*Work required*
Among the entries that follow, the required portion opens with the line containing "Double-check for me: is the lower" and closes with the line containing "Double-check for me: is the red fire". Give that portion again exactly, and nothing else.

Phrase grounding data

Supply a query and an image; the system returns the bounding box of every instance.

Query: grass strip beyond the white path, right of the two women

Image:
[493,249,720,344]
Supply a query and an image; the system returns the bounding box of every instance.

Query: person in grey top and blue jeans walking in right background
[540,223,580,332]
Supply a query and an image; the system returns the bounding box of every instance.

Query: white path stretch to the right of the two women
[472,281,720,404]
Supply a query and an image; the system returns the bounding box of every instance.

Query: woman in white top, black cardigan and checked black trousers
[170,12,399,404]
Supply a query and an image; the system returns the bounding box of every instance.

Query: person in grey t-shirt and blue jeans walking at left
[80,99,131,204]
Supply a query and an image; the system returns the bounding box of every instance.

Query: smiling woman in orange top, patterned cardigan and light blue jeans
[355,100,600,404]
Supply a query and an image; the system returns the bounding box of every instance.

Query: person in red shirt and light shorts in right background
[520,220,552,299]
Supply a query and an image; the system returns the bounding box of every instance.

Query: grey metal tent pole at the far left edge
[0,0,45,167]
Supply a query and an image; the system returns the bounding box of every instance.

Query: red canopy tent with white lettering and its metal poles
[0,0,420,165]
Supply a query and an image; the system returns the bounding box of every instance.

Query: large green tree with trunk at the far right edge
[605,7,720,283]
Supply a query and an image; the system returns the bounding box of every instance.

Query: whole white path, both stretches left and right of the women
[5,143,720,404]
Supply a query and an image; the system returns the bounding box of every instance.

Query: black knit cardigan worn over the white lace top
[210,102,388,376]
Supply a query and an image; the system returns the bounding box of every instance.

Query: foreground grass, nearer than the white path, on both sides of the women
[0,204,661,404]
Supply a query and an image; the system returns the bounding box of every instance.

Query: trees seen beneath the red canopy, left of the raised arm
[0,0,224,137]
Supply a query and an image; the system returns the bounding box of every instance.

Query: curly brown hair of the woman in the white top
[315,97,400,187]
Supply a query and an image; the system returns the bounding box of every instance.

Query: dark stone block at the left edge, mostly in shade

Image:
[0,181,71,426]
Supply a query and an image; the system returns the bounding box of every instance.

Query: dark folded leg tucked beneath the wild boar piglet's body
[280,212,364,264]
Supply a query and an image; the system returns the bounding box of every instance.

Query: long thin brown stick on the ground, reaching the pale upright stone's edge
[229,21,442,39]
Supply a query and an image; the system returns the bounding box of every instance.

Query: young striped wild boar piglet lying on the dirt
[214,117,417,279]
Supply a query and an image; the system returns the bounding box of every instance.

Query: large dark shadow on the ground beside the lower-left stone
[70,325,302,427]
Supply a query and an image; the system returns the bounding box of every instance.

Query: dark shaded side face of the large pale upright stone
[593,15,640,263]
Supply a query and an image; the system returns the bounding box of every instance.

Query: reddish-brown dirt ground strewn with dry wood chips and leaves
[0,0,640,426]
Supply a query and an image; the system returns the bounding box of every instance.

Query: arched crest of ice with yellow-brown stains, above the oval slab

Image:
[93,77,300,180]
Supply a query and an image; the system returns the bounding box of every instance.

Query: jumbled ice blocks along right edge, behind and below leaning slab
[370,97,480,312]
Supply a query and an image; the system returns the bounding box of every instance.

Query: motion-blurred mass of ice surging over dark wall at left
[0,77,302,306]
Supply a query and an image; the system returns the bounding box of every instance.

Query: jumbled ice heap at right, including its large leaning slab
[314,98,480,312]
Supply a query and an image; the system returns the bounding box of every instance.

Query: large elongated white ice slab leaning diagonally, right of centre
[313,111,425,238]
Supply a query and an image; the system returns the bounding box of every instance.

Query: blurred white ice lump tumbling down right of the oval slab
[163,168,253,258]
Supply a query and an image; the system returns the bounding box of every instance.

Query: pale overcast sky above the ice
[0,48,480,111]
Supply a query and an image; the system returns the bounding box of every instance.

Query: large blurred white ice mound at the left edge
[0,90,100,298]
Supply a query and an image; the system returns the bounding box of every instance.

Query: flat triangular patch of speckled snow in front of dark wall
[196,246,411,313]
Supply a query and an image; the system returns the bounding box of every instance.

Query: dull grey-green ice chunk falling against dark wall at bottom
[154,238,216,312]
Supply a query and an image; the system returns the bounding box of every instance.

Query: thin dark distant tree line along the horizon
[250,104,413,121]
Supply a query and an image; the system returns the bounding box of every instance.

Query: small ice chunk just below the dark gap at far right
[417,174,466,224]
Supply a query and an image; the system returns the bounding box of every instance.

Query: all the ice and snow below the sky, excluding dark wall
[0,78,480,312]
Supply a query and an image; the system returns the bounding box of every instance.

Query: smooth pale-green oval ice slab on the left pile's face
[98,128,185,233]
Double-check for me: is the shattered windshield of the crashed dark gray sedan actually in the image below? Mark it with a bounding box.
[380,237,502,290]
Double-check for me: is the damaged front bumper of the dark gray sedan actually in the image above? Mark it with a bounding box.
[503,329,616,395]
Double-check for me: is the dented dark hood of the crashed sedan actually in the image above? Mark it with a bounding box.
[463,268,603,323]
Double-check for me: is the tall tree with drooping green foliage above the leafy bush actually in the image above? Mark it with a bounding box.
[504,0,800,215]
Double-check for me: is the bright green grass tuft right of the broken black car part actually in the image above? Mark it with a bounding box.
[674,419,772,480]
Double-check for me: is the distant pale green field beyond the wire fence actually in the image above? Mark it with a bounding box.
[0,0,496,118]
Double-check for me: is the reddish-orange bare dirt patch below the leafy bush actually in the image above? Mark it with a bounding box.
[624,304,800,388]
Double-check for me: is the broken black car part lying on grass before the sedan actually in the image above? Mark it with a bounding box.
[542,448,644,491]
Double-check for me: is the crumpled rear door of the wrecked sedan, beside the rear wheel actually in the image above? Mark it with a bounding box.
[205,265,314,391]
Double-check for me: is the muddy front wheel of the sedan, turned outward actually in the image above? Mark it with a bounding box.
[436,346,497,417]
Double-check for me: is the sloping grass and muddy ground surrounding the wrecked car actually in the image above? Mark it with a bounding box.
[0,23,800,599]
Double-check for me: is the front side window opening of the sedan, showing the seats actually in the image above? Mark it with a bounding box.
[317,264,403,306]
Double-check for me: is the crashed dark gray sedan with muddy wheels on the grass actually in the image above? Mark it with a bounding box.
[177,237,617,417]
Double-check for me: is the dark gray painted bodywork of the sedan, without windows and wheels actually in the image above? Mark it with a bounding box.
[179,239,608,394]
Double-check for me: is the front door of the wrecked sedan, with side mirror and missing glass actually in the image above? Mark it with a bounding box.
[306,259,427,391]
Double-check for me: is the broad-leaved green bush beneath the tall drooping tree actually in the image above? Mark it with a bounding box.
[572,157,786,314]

* * *

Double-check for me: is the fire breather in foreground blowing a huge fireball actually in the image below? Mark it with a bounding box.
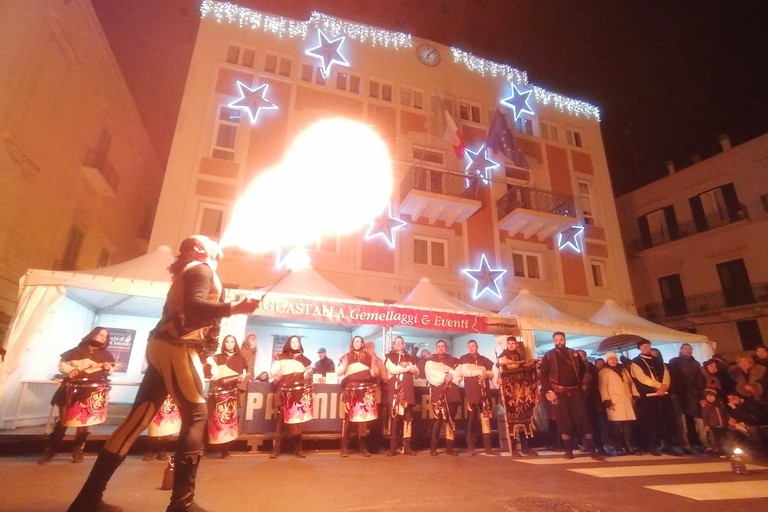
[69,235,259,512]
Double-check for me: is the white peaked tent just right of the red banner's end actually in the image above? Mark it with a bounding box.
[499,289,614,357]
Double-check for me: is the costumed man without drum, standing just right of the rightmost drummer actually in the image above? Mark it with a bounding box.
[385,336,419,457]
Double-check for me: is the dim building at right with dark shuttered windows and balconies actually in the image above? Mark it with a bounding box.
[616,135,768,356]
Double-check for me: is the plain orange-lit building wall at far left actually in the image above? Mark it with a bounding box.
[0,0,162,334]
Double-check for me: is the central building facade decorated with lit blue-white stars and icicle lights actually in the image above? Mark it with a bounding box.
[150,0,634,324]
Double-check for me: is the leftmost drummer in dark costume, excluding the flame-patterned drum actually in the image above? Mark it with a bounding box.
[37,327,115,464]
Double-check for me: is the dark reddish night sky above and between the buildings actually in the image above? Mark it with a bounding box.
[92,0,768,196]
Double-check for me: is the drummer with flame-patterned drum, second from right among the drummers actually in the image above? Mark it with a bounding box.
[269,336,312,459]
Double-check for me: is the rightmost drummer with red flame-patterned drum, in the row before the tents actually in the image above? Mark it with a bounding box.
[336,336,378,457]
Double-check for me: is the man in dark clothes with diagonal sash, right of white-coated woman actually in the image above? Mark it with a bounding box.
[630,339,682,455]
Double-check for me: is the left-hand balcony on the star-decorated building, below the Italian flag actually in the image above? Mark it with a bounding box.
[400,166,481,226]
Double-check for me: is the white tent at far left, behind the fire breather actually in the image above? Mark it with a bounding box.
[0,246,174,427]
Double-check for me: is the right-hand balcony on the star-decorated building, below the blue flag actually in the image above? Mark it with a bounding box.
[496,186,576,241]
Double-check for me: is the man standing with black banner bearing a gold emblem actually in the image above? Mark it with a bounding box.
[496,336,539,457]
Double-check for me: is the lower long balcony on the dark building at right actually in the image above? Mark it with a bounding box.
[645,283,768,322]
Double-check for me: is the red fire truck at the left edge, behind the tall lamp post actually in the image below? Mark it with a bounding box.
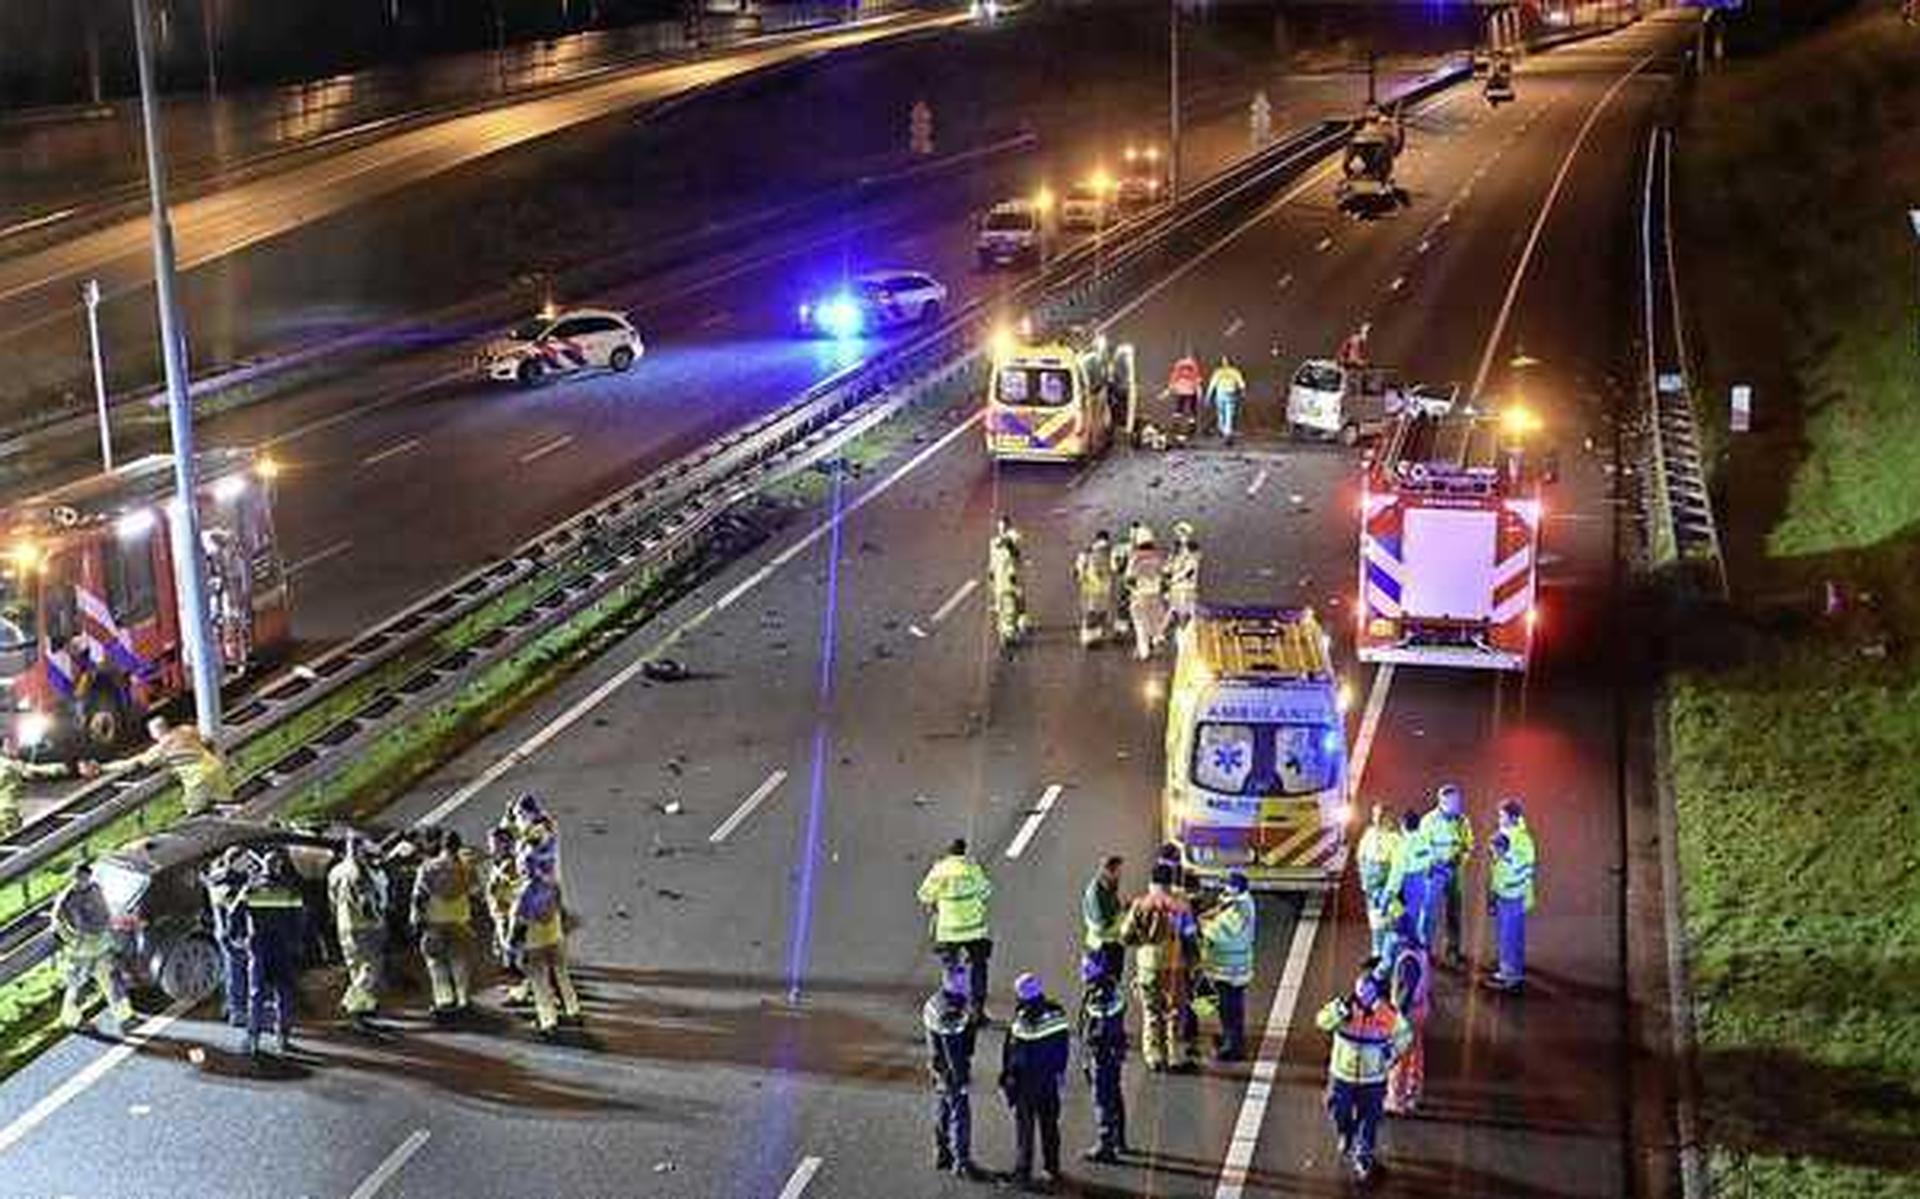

*Exercise solution*
Double-check for me: is the lower long balcony on the dark building at right actually in the image above? Mark it with a bounding box.
[645,283,768,322]
Double-check for me: is the red fire truck at the left edge, behind the tall lamp post actually in the image below? Mark it with a bounding box.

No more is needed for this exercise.